BEGIN TEXT

VMware vSphere

 View Only
  • 1.  Esxi 6.7 U3 installed on a HP Proliant DL380 Gen 10

    Posted Jun 20, 2024 03:42 AM

    Strange issue here standalone esxi 6.7 host. HP ilo shows sever is healthy and no hardware issues. Host only has 2 vm's running and they have e1000 drivers. The host has gone down for 2 days in a row around the same time. No one has touched any networking etc. The host is up but has no connectivity. I can't ping it, I can log in over ilo and see the esxi host is on and has the correct static IP. If it's rebooted it starts to work again w/o any issues. Although it was not done I assume restarting the mgmnt services would fix it also. What is going on? I downloaded the support logs after the reboot, any suggestions on what logs to look in for this. I have no idea what is causing this.



  • 2.  RE: Esxi 6.7 U3 installed on a HP Proliant DL380 Gen 10

    Posted Jun 28, 2024 11:45 AM

    Do you have the latest NIC driver and HPE firmware for the host compatible with 6.7? Also, match the firmware version of the NIC to the driver version on the HCL.

END TEXT

**REQUIREMENT 1:** In the ESXi forum thread, what driver do the two VMs on the host use?
**REQUIREMENT 2:** Continue the ESXi forum thread from where it stops.
The data after this point is separate material and is not part of the ESXi forum thread.

BEGIN SOURCE DATA

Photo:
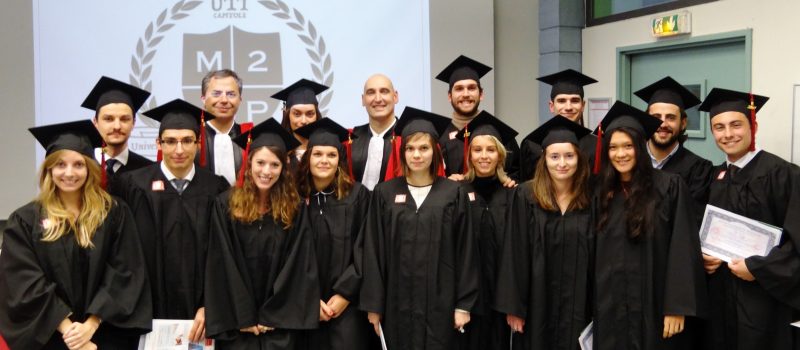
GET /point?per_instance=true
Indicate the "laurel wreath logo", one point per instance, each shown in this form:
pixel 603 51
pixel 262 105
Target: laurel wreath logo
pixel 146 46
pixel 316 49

END SOURCE DATA
BEGIN SOURCE DATA

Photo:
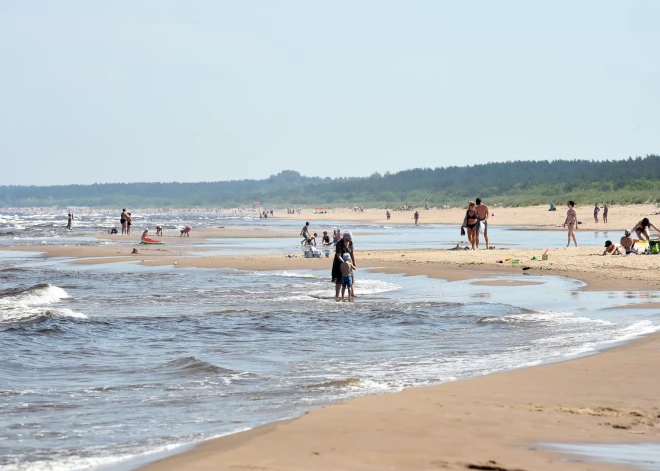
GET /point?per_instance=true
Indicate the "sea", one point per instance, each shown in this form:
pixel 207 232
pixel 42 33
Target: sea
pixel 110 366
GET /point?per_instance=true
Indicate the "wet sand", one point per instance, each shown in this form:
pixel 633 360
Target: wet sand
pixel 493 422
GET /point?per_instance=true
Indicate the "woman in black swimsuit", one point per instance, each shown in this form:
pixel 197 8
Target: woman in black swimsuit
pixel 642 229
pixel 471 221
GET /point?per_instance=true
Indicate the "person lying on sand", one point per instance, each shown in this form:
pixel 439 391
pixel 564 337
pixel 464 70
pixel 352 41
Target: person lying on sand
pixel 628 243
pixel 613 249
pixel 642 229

END SOURCE DATA

**RESULT 1:** They use e1000 drivers.

**RESULT 2:**
  • 3.  RE: Esxi 6.7 U3 installed on a HP Proliant DL380 Gen 10

    Posted Jun 28, 2024 12:43 PM

    I discovered in this process that the raid controller would crap out and loose connectivity. Esxi is running on the HDD and not off a USB. That's when I discovered the controller error in the vmw logs and then updated the firmware followed by the HP service pack. HP Ilo shows the server is healthy, but I still see some raid errors, the most important one 1441 volume offline has stopped since the service pack update.




  • 4.  RE: Esxi 6.7 U3 installed on a HP Proliant DL380 Gen 10

    Posted Jun 28, 2024 01:24 PM

    So, if the volume or disk seemed to be suddenly removed from the OS, The host may still seem to partially function, but have issues. We had a hardware issue with one of our fabric switches years ago (we were boot from SAN). The symptom started showing up as randomly dropping connectivity to VM's, not being able to connect to vCenter or once connected, being dropped. Pings to the host did not seem to work so we got Cisco involved (we had them for both the switches and UCS). Turns out, a bug in the fabric switch was dropping traffic to the storage, but since the port showed up, there was no failover. We had to hard boot all host to force a failover to the other switch and get the environment stable.